- [DATASET CONTENT]:
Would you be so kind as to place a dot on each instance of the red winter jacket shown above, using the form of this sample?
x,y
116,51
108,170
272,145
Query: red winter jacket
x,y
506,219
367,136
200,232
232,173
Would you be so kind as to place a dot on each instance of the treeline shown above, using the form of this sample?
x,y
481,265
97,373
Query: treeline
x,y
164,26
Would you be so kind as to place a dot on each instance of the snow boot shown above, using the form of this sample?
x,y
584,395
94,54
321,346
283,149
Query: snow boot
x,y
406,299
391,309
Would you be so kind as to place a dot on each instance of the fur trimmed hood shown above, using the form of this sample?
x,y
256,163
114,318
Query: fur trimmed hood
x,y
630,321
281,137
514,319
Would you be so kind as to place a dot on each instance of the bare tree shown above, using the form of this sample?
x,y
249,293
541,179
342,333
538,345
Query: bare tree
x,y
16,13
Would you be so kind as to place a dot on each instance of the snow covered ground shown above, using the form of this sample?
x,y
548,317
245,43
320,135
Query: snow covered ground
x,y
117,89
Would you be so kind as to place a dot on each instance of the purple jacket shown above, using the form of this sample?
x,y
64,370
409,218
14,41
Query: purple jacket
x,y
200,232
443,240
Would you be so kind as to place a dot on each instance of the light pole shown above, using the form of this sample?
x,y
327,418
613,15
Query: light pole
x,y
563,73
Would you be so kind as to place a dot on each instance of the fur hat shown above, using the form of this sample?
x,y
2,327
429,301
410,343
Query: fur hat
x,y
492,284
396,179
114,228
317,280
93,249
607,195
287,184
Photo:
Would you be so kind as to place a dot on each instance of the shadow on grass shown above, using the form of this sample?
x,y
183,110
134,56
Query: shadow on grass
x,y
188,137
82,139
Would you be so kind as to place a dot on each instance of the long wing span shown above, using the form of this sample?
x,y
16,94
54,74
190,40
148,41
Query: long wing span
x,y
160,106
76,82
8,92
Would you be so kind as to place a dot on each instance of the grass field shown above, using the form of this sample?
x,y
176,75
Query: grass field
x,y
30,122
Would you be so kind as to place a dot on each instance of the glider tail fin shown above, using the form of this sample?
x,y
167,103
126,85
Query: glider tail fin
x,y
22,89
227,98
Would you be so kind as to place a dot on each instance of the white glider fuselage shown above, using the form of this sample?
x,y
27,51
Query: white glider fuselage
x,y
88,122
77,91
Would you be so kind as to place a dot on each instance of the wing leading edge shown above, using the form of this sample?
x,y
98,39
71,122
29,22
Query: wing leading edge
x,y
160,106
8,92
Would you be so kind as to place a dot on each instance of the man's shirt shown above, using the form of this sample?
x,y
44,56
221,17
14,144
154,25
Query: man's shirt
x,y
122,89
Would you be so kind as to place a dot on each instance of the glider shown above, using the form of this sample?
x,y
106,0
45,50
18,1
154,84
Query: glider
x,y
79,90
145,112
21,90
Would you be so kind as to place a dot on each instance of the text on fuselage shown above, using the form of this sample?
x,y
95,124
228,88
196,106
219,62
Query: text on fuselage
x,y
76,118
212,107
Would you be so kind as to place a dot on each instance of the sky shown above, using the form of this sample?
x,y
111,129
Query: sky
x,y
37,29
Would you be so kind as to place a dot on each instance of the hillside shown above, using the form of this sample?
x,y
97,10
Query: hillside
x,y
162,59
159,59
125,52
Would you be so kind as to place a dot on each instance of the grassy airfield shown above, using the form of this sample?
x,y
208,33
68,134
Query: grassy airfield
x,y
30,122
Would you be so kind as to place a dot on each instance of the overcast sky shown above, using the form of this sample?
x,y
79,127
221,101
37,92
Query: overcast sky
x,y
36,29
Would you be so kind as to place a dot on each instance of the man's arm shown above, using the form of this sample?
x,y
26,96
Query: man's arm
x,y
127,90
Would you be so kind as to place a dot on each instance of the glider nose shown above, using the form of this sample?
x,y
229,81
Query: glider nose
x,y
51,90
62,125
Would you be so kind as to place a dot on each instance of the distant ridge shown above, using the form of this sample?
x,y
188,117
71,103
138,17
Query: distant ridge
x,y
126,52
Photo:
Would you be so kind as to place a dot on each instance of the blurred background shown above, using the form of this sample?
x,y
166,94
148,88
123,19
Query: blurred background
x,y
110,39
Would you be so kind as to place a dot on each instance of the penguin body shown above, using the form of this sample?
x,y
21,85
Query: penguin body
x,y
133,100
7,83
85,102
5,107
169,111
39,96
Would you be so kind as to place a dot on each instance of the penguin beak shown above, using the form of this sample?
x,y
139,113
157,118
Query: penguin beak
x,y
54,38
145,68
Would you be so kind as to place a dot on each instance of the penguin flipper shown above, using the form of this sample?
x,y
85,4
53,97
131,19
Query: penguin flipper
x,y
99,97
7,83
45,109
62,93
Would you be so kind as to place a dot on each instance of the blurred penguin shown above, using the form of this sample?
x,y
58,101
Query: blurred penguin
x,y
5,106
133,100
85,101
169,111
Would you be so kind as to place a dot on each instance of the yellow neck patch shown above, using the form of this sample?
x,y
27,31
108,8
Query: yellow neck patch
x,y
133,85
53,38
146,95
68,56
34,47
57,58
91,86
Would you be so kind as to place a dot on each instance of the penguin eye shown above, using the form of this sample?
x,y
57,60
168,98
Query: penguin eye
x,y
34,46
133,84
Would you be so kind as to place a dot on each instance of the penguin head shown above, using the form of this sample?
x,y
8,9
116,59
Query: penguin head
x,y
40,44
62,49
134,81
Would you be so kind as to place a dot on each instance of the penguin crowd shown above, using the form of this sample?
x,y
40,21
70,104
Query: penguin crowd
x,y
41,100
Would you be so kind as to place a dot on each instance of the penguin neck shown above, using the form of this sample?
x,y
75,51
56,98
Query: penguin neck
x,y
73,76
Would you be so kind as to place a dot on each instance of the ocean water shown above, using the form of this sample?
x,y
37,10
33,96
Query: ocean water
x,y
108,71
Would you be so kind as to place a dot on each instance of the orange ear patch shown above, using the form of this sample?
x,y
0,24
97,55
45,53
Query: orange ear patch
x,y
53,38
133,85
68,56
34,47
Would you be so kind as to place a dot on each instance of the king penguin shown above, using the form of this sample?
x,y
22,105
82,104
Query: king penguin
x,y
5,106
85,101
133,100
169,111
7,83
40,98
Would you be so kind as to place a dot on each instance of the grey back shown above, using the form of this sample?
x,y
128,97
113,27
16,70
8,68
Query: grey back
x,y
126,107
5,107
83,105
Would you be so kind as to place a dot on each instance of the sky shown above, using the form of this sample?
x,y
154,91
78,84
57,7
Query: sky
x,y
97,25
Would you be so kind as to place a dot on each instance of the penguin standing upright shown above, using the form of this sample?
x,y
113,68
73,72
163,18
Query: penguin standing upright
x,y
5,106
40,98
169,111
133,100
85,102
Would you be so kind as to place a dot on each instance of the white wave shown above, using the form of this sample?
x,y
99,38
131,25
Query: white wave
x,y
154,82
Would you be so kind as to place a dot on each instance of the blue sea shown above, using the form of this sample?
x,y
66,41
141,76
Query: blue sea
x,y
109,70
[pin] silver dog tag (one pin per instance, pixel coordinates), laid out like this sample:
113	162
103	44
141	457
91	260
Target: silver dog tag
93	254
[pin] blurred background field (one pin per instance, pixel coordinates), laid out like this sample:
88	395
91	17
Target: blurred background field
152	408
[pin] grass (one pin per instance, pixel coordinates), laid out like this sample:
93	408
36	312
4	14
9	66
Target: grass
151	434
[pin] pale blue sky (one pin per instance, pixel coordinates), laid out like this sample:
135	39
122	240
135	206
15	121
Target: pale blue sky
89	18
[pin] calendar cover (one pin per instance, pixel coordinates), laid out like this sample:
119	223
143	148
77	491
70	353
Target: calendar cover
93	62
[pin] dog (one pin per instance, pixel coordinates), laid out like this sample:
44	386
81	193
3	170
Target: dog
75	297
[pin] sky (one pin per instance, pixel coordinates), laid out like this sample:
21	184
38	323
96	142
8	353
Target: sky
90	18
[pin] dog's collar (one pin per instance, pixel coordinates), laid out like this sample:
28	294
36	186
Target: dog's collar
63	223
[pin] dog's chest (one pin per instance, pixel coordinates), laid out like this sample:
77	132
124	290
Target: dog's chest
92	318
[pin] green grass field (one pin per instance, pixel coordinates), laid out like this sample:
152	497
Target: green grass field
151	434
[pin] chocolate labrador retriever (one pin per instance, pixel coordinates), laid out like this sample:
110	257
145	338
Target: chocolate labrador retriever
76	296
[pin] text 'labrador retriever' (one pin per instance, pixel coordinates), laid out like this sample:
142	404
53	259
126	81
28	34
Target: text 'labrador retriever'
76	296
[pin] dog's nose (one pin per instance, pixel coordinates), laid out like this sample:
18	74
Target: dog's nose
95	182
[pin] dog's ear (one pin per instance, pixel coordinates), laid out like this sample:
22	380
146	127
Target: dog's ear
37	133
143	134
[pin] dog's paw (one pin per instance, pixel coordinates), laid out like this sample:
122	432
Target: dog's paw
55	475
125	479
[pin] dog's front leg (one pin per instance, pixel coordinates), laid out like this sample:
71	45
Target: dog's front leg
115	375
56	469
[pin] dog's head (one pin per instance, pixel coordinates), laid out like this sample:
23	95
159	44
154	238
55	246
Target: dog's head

- [WHAT THE TASK REQUIRES]: Copy the line containing "Target: dog's chest" and every line after it, through the last line of the records. Include nothing else.

- [WRITTEN RESPONSE]:
Target: dog's chest
92	318
[pin] green grass field (one pin per instance, pixel coordinates), laid out like this sample:
152	497
Target: green grass field
151	434
[pin] chocolate labrador retriever (one pin per instance, pixel coordinates), laid out like this sample:
110	257
145	338
Target: chocolate labrador retriever
76	296
[pin] text 'labrador retriever' (one pin per instance, pixel coordinates), laid out like this sample:
142	404
53	259
126	81
28	34
Target: text 'labrador retriever'
76	296
[pin] dog's nose (one pin per instance, pixel coordinates), laid out like this sample:
18	74
Target: dog's nose
95	182
[pin] dog's ear (one pin per instance, pixel coordinates), laid out like this sample:
22	380
146	127
Target: dog's ear
37	133
143	134
[pin] dog's paw (one pin per instance, pixel coordinates), laid out like this sample:
122	432
Target: dog's paw
55	475
125	479
[pin] dog's front leg (one pin per instance, pixel coordinates), laid out like this sample:
71	45
Target: dog's front leg
115	375
56	469
[pin] dog's head (one pin per instance, pixel coordinates), laid out like this sample:
23	95
159	44
154	238
55	246
Target: dog's head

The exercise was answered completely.